*What the task requires*
Exactly as written, give back every record below.

*Material provided*
- - - - - - -
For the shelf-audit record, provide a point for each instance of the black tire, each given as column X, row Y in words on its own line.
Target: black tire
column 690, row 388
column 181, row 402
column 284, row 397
- - - - - - -
*Answer to this exercise*
For the shelf-audit record, provide a point for each instance of the black tire, each given as column X, row Y in words on its own line.
Target: black tire
column 690, row 388
column 181, row 402
column 284, row 397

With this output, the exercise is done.